■ TASK TO COMPLETE
When you come to a picture, pass over it, and set down the entries below exactly.

[Opening INPUT DATA section]

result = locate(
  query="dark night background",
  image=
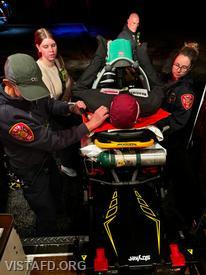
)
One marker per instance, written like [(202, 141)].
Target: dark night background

[Closing INPUT DATA section]

■ TASK SOLUTION
result = locate(
  query="dark night background",
  image=
)
One marker per instance, written like [(202, 141)].
Target: dark night background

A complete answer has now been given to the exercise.